_DATA SHOWN:_
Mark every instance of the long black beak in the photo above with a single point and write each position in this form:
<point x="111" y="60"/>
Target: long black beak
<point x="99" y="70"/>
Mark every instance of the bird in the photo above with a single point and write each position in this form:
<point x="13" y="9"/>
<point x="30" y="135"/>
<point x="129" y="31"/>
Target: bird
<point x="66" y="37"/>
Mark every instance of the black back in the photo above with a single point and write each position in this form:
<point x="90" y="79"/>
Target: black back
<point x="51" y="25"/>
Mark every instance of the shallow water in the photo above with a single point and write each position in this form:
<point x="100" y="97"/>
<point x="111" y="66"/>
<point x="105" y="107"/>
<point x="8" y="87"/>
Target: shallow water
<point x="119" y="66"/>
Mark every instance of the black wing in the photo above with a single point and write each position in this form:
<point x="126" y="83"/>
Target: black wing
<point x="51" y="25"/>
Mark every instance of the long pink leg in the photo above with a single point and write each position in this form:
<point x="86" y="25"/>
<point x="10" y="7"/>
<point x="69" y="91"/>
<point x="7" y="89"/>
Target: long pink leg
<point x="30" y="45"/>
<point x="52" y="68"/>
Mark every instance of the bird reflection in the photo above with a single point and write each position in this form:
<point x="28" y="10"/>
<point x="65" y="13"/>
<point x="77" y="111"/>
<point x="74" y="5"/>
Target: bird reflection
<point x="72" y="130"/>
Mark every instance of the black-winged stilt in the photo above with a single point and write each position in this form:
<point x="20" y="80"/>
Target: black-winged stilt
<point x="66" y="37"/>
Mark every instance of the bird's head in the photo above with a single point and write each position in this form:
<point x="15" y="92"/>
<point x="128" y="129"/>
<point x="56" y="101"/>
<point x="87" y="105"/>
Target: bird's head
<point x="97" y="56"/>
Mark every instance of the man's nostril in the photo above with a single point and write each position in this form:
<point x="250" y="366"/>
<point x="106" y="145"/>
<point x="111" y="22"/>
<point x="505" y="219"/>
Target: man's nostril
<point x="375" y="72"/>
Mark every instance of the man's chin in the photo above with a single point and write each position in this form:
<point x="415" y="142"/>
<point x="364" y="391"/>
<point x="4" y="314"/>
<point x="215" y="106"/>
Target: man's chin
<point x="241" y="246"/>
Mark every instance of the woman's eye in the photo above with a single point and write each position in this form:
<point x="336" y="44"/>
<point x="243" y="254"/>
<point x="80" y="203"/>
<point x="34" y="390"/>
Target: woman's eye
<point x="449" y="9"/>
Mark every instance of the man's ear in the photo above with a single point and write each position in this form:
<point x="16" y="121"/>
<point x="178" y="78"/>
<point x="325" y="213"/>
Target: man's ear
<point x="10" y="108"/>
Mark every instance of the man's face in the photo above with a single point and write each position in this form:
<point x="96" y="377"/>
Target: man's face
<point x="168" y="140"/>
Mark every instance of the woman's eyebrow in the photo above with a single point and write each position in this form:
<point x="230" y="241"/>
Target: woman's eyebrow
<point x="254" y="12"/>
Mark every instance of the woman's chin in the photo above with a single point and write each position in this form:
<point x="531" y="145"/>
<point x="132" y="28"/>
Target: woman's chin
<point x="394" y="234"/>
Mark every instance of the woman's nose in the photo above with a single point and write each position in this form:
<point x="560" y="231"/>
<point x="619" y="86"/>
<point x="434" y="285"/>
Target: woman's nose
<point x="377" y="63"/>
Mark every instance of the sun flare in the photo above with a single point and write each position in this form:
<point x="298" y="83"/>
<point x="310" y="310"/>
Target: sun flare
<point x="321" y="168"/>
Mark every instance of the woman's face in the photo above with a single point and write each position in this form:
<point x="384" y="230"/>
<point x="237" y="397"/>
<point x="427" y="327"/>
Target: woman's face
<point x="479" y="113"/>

_WHAT TO WORK ON:_ Exactly as they stand above, write out all the entries again.

_SOLUTION BELOW:_
Mark every instance of the long black beak in the photo above with a single point and write each position in this form:
<point x="111" y="60"/>
Target: long black beak
<point x="99" y="70"/>
Mark every instance of the bird in the photo above with a single point and write each position in this form:
<point x="13" y="9"/>
<point x="30" y="135"/>
<point x="129" y="31"/>
Target: bird
<point x="66" y="37"/>
Mark every instance of the black back in the photo above with a single point and write each position in this form:
<point x="90" y="79"/>
Target: black back
<point x="51" y="25"/>
Mark every instance of the shallow water in the photo above with a single point and write each position in this form:
<point x="100" y="97"/>
<point x="111" y="66"/>
<point x="105" y="107"/>
<point x="8" y="87"/>
Target: shallow water
<point x="119" y="66"/>
Mark every instance of the black wing in the photo above with a single point and write each position in this form:
<point x="126" y="83"/>
Target: black wing
<point x="51" y="25"/>
Mark every instance of the long pink leg in the photo above with a single point and write each position in this form:
<point x="86" y="25"/>
<point x="10" y="7"/>
<point x="69" y="91"/>
<point x="7" y="89"/>
Target: long pink leg
<point x="30" y="45"/>
<point x="52" y="68"/>
Mark every instance of the bird reflection in the photo above with a single point and write each position in this form:
<point x="28" y="10"/>
<point x="65" y="13"/>
<point x="77" y="111"/>
<point x="74" y="5"/>
Target: bird reflection
<point x="72" y="130"/>
Mark every instance of the black-winged stilt in the photo above with a single point and write each position in this form:
<point x="20" y="80"/>
Target: black-winged stilt
<point x="66" y="37"/>
Mark every instance of the bird's head in the photo above with a single point and write each position in this form:
<point x="15" y="92"/>
<point x="128" y="129"/>
<point x="56" y="101"/>
<point x="87" y="105"/>
Target: bird's head
<point x="97" y="56"/>
Mark every instance of the man's nostril in the photo above with a single point and write each position in this form:
<point x="250" y="366"/>
<point x="106" y="145"/>
<point x="111" y="22"/>
<point x="505" y="219"/>
Target: man's nostril
<point x="375" y="72"/>
Mark every instance of the man's chin in the photo above with a single point and write each position in this form:
<point x="415" y="142"/>
<point x="364" y="391"/>
<point x="4" y="314"/>
<point x="215" y="106"/>
Target: man's chin
<point x="241" y="246"/>
Mark every instance of the woman's eye in the photo above with a single point and write each position in this form:
<point x="336" y="44"/>
<point x="243" y="254"/>
<point x="80" y="203"/>
<point x="34" y="390"/>
Target: woman's eye
<point x="449" y="9"/>
Mark every instance of the man's ear in the photo above with a single point and write each position in this form:
<point x="16" y="121"/>
<point x="178" y="78"/>
<point x="325" y="213"/>
Target: man's ear
<point x="10" y="108"/>
Mark every instance of the man's face in the photo above with a single point and write each position in this form:
<point x="96" y="377"/>
Target: man's face
<point x="168" y="140"/>
Mark every instance of the woman's eyebrow in the photo above with a single point and write each position in this form:
<point x="230" y="241"/>
Target: woman's eyebrow
<point x="254" y="12"/>
Mark every instance of the woman's chin in the photo above with a single point and write each position in this form:
<point x="531" y="145"/>
<point x="132" y="28"/>
Target: woman's chin
<point x="394" y="234"/>
Mark every instance of the woman's nose in the photo above with a single point and write each position in this form:
<point x="560" y="231"/>
<point x="619" y="86"/>
<point x="434" y="285"/>
Target: woman's nose
<point x="377" y="63"/>
Mark every instance of the sun flare in the photo above with a single point and write each position in this form:
<point x="298" y="83"/>
<point x="310" y="310"/>
Target: sun flare
<point x="321" y="168"/>
Mark every instance of the woman's face in the photo above with a single point and write each position in this form:
<point x="384" y="230"/>
<point x="237" y="397"/>
<point x="427" y="327"/>
Target: woman's face
<point x="479" y="113"/>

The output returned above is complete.